___ Document text ___

I'm still extremely sorry for nagging you, but I've updated my code and something weird is going on again.

mode > full
full > `h1` { { `hey` `h1` }; };
c:\Users\*****\OneDrive\Documents\langs\bml\bmls\language\parser\parser.py:50: ParserGeneratorWarning: 1 shift/reduce conflict
  return self.pg.build()
['<h1><hey h1></h1>']

full > `h1` { { `hey` `h1` }; }; `h33` { `hello` };
[['<h1><hey h1></h1>'], '<h33>hello</h33>'] (<< weird grouping by statement into list)
full >

Parser seems to be forcing them into an array by statement. Here is my code:

import re
from bmls.language.parser.definitions import BMLDefinition, BMLStatement
from rply import ParserGenerator, Token

class BMLParser():
    def __init__(self):
        self.pg = ParserGenerator(
            # A list of all token names accepted by the parser.
            [
                'OPEN_STATEMENT',
                'CLOSE_STATEMENT',
                'ENDING_CHAR',
                'STRING',
            ]
        )

    def parse(self):
        @self.pg.production("main : expr")
        @self.pg.production("main : main expr")
        def main(p):
            return p

        @self.pg.production('expr : OPEN_STATEMENT STRING STRING CLOSE_STATEMENT ENDING_CHAR')
        def statement(p):
            name = self.__removeFirstLast(self.__toSTRING(p[1]), '`', '`')

___

● **Directives**:
1. Answer these questions using the post about the rply parser:
(a) What kind of conflict does the parser generator warning report, and how many?
(b) From which library are ParserGenerator and Token imported?
(c) How many token names does the parser accept?
2. Carry the post about the rply parser forward, picking up right after its final line of code.
The records that follow come from a separate source and are not part of the post about the rply parser.

___ Provided records ___

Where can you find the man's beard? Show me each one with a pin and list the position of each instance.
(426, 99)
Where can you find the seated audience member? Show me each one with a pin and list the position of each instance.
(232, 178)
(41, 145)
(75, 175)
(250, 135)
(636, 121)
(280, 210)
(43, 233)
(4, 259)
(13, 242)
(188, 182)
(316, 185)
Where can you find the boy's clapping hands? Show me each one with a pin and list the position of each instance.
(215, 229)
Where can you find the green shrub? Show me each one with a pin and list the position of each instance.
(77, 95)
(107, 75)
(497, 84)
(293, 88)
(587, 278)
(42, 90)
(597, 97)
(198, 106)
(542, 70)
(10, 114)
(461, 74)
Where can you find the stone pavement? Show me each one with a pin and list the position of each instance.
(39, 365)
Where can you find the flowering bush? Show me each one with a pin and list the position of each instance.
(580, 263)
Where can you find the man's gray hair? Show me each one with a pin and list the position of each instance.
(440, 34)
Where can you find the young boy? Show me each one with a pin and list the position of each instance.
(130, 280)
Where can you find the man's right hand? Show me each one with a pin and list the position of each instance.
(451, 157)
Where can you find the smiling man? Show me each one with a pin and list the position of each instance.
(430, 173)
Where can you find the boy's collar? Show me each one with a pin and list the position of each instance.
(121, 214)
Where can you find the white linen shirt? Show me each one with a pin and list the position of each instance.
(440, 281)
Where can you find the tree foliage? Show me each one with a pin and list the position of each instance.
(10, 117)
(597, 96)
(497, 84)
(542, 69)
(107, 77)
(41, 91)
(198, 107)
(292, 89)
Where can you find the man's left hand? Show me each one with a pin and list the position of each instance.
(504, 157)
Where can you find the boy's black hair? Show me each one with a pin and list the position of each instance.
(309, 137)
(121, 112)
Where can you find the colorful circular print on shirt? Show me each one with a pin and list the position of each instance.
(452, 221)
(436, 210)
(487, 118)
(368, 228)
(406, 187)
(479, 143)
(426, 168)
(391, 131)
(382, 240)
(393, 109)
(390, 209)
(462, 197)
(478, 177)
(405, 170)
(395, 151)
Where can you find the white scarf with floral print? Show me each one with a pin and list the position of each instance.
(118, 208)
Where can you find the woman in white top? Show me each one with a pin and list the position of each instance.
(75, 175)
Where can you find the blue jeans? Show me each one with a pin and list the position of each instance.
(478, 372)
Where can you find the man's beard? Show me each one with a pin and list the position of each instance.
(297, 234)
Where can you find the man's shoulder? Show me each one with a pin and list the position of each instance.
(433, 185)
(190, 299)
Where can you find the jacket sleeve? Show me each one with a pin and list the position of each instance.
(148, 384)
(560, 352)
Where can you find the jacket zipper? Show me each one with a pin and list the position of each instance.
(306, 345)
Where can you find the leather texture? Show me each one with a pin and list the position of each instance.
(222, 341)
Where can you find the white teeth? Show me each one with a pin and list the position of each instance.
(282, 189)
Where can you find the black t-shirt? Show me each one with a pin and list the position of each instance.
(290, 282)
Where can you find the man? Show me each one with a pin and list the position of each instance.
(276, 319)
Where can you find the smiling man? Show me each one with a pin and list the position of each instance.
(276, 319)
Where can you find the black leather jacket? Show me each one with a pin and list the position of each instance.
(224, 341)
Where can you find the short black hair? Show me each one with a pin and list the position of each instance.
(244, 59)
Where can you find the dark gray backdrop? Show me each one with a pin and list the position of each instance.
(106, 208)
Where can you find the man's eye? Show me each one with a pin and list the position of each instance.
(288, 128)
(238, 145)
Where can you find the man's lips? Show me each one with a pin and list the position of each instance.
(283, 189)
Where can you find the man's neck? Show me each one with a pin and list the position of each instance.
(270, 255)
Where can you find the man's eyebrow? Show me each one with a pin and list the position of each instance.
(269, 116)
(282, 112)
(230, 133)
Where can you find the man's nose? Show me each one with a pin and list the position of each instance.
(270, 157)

___

● **Task responses**:
1.
(a) One shift/reduce conflict.
(b) rply.
(c) Four: OPEN_STATEMENT, CLOSE_STATEMENT, ENDING_CHAR, and STRING.

2.
            definition1 = self.__removeFirstLast(self.__toSTRING(p[2]), '`', '`')

            comp = BMLStatement(name, definition1)
            return self.__toHTML(comp)

        @self.pg.production('expr : STRING OPEN_STATEMENT expr CLOSE_STATEMENT ENDING_CHAR')
        def definition(p):
            name = self.__removeFirstLast(self.__toSTRING(p[0]), '`', '`')
            definition1 = self.__removeFirstLast(self.__toSTRING(p[2]), '`', '`')

            comp = BMLDefinition(name, definition1)
            return self.__toHTML(comp)

        @self.pg.production('expr : STRING')
        def string_expr(p):
            if p[0].gettokentype() == "STRING":
                return self.__removeFirstLast(self.__toSTRING(p[0]), '`', '`')

        @self.pg.error
        def error_handle(token):
            raise SyntaxError("Error on Token (\"" + token.gettokentype() + "\" , \"" + token.getstr() + "\")")

    def build(self):
        return self.pg.build()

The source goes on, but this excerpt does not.